EXTRACTED TEXT:
============================================================

Many of the national newspapers have recently reported that Theresa May’s Brexit deal will come at a substantial cost to the economy. The Guardian reported, as many others did a few days ago that – “Theresa May’s Brexit deal is expected to cost the UK economy as much as £100bn over the next decade compared with remaining in the EU, according to one of the country’s leading economic thinktanks.” But this is not actually true.
The Guardian said –
“An analysis of the prime minister’s EU withdrawal agreement from the National Institute of Economic and Social Research (NIESR) suggested that by 2030, Britain would lose GDP growth equivalent to the annual economic output of Wales.”
The actual statement put out by the NIESR was –
“Our assessment is that trade with the EU, especially in services, will be more costly after Brexit. This is likely to have an adverse effect on living standards in the UK. Our central estimate is that if the government’s proposed Brexit deal is implemented, then GDP in the longer term will be around 4 per cent lower than it would have been had the UK stayed in the EU. This is roughly equivalent to losing the annual output of Wales or the output of the financial services industry in London. This is equivalent to a loss of 3 per cent in GDP per head, worth around £1,000 per annum on average to people in the UK.”
Neither of these statements is absolutely clear due to their ambiguous choice of wording.
I was contacted by an eagle-eyed reader who, after providing some evidence, thought these numbers were misrepresented. To be fair, I was doubtful but contacted the NIESR myself and after some clarification, it dawned on me that the reader was indeed correct. This was in fact, a sickening moment as the consequences of this reality are more than just a bit serious.

============================================================

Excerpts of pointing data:
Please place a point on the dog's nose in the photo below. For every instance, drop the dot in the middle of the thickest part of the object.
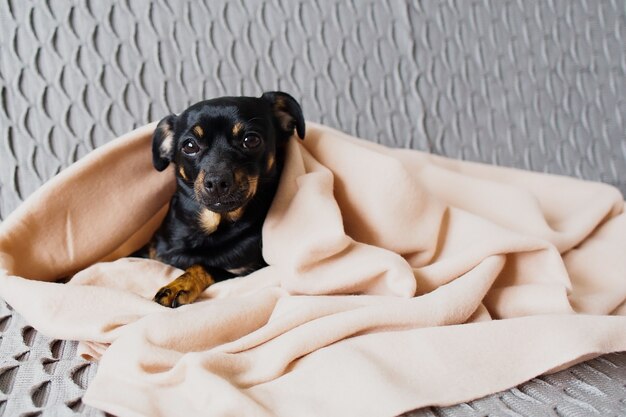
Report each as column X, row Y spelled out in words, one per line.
column 218, row 184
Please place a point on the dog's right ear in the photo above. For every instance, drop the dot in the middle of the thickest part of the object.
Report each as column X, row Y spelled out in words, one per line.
column 163, row 143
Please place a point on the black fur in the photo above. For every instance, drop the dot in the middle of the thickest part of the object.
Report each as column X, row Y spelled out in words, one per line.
column 234, row 245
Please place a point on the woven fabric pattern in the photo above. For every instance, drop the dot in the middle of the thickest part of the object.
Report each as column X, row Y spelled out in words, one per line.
column 531, row 84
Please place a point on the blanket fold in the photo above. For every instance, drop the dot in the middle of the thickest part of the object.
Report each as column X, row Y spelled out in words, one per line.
column 396, row 280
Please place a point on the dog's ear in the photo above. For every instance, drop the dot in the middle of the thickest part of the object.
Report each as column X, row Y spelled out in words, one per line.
column 287, row 111
column 163, row 143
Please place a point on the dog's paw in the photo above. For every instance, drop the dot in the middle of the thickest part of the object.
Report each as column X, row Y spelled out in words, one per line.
column 177, row 293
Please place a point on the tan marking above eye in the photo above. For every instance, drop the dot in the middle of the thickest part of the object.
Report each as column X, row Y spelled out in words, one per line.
column 209, row 220
column 168, row 141
column 237, row 127
column 270, row 162
column 182, row 173
column 198, row 131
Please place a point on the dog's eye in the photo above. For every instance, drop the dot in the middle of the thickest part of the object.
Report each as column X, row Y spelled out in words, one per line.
column 190, row 147
column 251, row 141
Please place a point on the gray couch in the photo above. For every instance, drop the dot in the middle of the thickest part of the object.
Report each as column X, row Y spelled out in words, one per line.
column 538, row 85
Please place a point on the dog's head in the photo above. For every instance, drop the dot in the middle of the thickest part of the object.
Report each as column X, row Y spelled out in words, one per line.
column 225, row 147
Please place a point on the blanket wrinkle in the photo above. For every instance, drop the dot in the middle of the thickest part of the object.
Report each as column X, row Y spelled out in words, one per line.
column 396, row 280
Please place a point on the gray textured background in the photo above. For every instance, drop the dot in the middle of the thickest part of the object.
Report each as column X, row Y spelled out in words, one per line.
column 532, row 84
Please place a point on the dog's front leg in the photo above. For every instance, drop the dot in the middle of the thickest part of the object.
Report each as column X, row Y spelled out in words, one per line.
column 186, row 288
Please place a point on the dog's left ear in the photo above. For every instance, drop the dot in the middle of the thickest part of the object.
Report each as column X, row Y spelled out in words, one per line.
column 163, row 143
column 287, row 111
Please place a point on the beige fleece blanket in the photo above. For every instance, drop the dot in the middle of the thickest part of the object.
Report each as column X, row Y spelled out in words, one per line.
column 397, row 280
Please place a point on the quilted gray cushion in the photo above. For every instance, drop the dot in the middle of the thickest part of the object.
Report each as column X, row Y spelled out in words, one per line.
column 531, row 84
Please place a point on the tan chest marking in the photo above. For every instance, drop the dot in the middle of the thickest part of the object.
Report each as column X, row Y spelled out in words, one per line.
column 234, row 215
column 209, row 220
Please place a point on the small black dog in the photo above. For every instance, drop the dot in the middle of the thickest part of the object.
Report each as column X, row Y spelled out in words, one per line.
column 228, row 154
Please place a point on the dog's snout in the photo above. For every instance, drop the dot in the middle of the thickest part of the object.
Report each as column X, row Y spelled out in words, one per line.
column 218, row 184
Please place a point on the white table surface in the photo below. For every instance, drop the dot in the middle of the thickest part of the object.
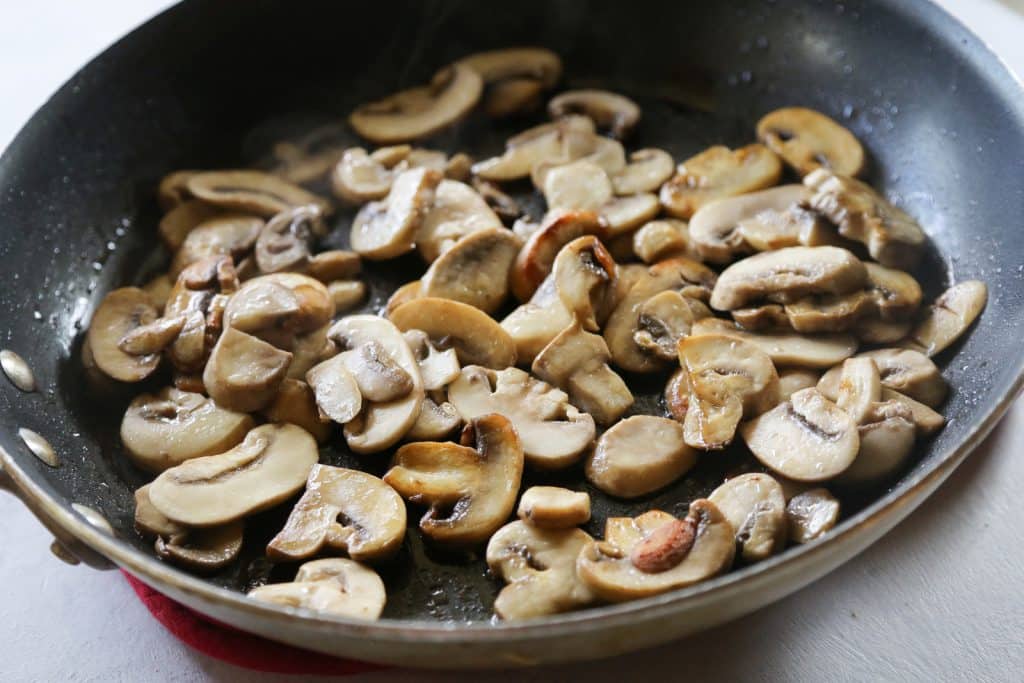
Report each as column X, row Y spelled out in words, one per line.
column 939, row 598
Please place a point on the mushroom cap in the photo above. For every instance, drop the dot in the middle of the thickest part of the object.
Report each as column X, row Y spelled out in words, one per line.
column 807, row 140
column 476, row 338
column 346, row 511
column 553, row 433
column 471, row 489
column 164, row 430
column 422, row 111
column 639, row 455
column 267, row 467
column 607, row 566
column 539, row 565
column 335, row 586
column 807, row 438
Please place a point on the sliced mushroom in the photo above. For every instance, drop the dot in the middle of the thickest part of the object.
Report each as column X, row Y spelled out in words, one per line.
column 639, row 455
column 610, row 111
column 788, row 274
column 387, row 228
column 268, row 466
column 252, row 191
column 755, row 506
column 474, row 270
column 577, row 361
column 471, row 488
column 785, row 348
column 892, row 237
column 166, row 429
column 457, row 212
column 811, row 514
column 949, row 317
column 244, row 372
column 553, row 507
column 121, row 311
column 719, row 172
column 345, row 511
column 539, row 565
column 422, row 111
column 807, row 140
column 655, row 552
column 807, row 438
column 553, row 433
column 906, row 371
column 476, row 338
column 334, row 586
column 729, row 379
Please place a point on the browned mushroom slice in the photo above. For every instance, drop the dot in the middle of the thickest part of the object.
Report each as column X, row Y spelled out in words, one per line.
column 719, row 172
column 346, row 511
column 121, row 312
column 655, row 552
column 387, row 228
column 949, row 316
column 422, row 111
column 892, row 237
column 807, row 140
column 267, row 467
column 477, row 339
column 471, row 487
column 474, row 270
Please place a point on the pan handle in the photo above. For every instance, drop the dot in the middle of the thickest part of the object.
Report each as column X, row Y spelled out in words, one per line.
column 65, row 546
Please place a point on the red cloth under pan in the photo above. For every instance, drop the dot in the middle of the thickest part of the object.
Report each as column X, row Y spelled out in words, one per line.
column 242, row 649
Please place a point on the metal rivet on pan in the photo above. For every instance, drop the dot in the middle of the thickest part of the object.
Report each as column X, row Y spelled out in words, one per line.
column 17, row 371
column 40, row 446
column 93, row 517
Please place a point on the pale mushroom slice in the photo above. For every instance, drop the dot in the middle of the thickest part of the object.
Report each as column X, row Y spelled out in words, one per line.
column 252, row 191
column 345, row 511
column 577, row 361
column 244, row 372
column 647, row 171
column 811, row 514
column 788, row 274
column 554, row 507
column 539, row 566
column 807, row 140
column 476, row 338
column 948, row 317
column 639, row 455
column 819, row 351
column 387, row 228
column 655, row 552
column 121, row 312
column 807, row 438
column 719, row 172
column 537, row 257
column 335, row 586
column 457, row 212
column 269, row 466
column 166, row 429
column 422, row 111
column 729, row 379
column 475, row 269
column 617, row 114
column 718, row 228
column 905, row 371
column 892, row 237
column 554, row 433
column 380, row 425
column 470, row 486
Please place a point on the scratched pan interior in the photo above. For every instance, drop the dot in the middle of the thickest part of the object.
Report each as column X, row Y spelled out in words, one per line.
column 208, row 85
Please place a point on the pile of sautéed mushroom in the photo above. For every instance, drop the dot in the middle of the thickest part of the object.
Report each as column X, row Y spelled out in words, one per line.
column 766, row 288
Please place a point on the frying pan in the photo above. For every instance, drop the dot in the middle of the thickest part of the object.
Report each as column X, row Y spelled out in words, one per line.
column 214, row 84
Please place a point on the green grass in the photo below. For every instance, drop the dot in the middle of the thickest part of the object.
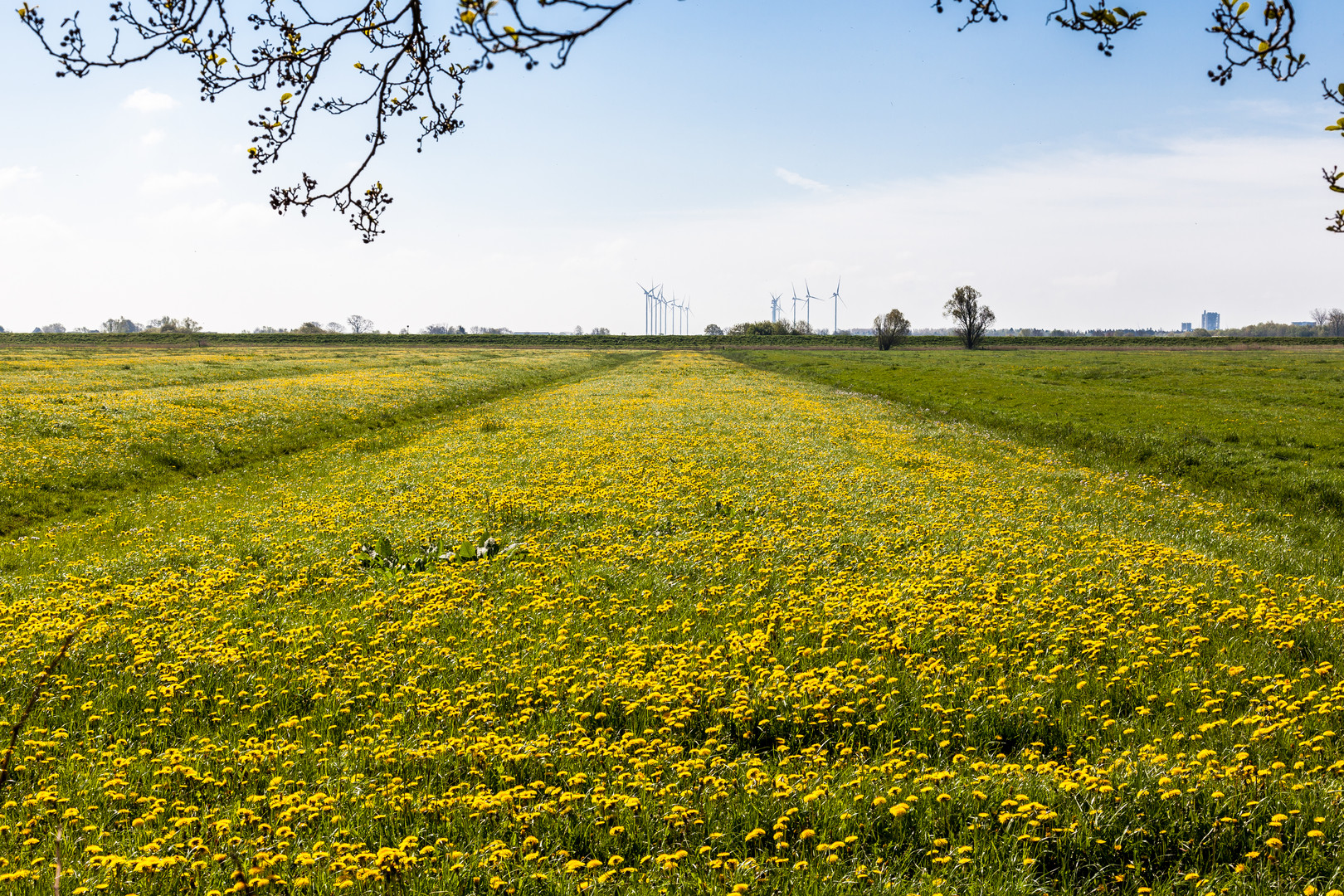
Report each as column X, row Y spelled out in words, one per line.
column 1257, row 430
column 632, row 340
column 85, row 426
column 747, row 625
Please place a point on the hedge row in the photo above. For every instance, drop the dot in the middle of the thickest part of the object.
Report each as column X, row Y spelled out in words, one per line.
column 487, row 340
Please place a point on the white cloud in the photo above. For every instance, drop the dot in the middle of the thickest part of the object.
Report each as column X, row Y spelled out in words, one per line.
column 15, row 173
column 1107, row 280
column 799, row 180
column 1074, row 240
column 147, row 100
column 177, row 183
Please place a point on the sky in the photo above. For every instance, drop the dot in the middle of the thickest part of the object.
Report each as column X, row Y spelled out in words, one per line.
column 728, row 149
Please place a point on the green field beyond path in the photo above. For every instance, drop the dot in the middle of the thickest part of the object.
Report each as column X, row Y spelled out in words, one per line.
column 1261, row 430
column 652, row 625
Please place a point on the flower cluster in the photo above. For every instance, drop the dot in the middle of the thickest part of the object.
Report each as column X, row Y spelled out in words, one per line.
column 752, row 635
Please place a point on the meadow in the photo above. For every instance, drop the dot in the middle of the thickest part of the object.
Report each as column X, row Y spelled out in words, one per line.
column 1257, row 430
column 672, row 625
column 85, row 425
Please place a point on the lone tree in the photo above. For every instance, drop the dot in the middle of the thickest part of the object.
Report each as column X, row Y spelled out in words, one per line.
column 407, row 74
column 972, row 317
column 890, row 329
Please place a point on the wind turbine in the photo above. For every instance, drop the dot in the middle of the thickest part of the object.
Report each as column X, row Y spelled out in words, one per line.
column 806, row 303
column 650, row 306
column 835, row 306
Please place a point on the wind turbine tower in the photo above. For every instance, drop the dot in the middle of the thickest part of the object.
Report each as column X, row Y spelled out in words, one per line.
column 806, row 301
column 835, row 306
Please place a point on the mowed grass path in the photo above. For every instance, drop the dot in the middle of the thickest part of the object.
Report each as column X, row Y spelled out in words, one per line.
column 1259, row 429
column 85, row 425
column 743, row 635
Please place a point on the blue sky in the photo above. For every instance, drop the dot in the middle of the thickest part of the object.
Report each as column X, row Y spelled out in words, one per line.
column 726, row 148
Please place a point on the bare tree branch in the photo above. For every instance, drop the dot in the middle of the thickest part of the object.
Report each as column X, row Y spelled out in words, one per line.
column 1269, row 47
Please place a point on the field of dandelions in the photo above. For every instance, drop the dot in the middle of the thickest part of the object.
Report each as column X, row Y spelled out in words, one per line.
column 661, row 625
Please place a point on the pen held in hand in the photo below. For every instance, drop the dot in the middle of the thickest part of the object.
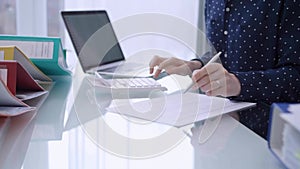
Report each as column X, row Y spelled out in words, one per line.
column 213, row 59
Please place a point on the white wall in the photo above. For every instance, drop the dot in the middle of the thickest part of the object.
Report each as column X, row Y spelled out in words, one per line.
column 118, row 9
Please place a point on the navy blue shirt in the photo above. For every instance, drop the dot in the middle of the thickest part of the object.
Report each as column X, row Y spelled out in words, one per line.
column 259, row 40
column 260, row 44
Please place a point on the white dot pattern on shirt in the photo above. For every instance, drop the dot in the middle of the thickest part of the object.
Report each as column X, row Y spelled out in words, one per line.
column 262, row 60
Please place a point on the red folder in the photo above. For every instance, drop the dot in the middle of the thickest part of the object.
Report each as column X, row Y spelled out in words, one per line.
column 18, row 78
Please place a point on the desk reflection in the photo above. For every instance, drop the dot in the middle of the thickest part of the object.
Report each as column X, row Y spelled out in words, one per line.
column 15, row 139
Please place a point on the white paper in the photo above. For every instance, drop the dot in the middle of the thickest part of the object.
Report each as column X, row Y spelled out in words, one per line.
column 178, row 109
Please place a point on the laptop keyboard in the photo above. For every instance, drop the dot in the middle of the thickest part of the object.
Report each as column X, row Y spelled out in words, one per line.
column 135, row 83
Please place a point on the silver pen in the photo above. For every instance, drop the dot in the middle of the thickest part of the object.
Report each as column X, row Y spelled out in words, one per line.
column 213, row 59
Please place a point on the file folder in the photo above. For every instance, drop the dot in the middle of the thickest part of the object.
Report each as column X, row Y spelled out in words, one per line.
column 45, row 52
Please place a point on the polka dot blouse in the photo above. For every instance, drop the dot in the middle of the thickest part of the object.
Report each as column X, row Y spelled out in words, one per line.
column 259, row 40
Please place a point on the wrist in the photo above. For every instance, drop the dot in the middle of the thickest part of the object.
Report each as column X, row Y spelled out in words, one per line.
column 194, row 64
column 236, row 85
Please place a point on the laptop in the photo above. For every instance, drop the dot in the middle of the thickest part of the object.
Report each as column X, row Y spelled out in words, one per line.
column 96, row 44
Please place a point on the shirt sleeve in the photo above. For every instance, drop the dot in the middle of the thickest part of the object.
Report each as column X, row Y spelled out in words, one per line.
column 281, row 84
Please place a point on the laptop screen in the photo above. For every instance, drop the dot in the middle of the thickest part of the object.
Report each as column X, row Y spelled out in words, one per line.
column 93, row 38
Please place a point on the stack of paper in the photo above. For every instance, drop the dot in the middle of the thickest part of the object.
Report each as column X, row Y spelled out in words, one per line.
column 177, row 109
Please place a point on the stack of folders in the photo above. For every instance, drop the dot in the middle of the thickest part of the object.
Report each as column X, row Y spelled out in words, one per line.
column 284, row 134
column 26, row 67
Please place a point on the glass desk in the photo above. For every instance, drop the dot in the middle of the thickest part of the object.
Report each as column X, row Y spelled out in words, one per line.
column 73, row 130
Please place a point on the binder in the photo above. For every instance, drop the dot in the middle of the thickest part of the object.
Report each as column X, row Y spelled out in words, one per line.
column 45, row 52
column 284, row 133
column 14, row 53
column 18, row 87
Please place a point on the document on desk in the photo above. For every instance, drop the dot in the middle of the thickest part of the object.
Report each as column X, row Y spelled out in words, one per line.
column 178, row 109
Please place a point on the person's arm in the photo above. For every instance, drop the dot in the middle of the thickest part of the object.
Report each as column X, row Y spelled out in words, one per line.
column 281, row 84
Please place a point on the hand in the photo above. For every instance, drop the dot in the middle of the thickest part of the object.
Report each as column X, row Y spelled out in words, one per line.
column 215, row 80
column 173, row 66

============================================================

TASKS TO CARRY OUT:
1. In the entries, from the first line through the line with "column 234, row 245", replace "photo" with "image" and change nothing else. Leave the pictures out.
2. Continue the article about how newspapers reported the NIESR estimate of what the Brexit deal would cost, starting after its last sentence.

OUTPUTS FOR THE TASKS:
1.
Please place a point on the dog's nose in the image below. For every instance, drop the dot in the middle of the thickest part of the object.
Report each as column X, row Y spelled out in words, one per line.
column 218, row 184
Please place a point on the dog's right ear in the image above. For every instance, drop the dot in the middle of the thickest part of the object.
Report each as column X, row Y spelled out in words, one per line.
column 163, row 143
Please place a point on the black fur in the image above. For every instance, drop the dot in the middle of the thickest part of the object.
Report each as column X, row Y spelled out in words, one per line.
column 234, row 245

2.
Arno Hantzsche, co-author of the original NIESR report, stated in a tweet to the reader:
“the 3.9% figure is the difference in annual GDP relative to Remain reached in 2030 (this difference is building up over the years prior to 2030). We have calculated the cumulative “cost” (i.e. adding up annual differences over 12 years) which is £770bn by 2030, £30bn of which accrue between 2019-20. Hope that clarifies things.“
I then challenged the second co-author Amit Kara, who said:
“There is no contradiction. The cumulative loss over 12 years is £770bn. If you had asked Arno what was the loss in the 12th year, he would have said to you £100bn.“
The Guardian’s headline and overall article entitled: “Theresa May’s Brexit deal could cost UK £100bn over a decade” is, therefore, misleading.
It should be noted that the NIESR report and other media reports quoting these misleading figures of £100bn over a decade only takes account of Theresa May’s current Brexit deal. It does not make any calculations or assumptions for a no-deal or disorderly Brexit.
Having determined that the actual loss to the economy over the 10 year period 2020-2030 is £770 billion (plus £30 billion in 2019) it is worth making comparisons to figures that are known as facts.
Counting the cost of a decade after the financial crisis
The Institute of Fiscal Studies report in September this year stated that the financial crisis that broke out in 2008 was then followed by the deepest recession experienced in the UK since the Second World War. Its lingering effects continue to blight Britain through austerity measures to this day.
In referring to this ongoing recession the IFS said:
“We had got used to the economy, and with it the public finances and household incomes bouncing back strongly following previous downturns. That has not happened this time.”
But the stark reality from the IFS makes clear the cost of saving the banks in 2008.
“GDP (national income) is just 11% higher today than it was at its pre crisis peak in 2007–08. As a result the economy is 16%, or £300 billion, smaller than it would have been had it followed the pre-crisis trend. GDP per capita is now £5,900 per person lower than it might have been had pre crisis trends continued.”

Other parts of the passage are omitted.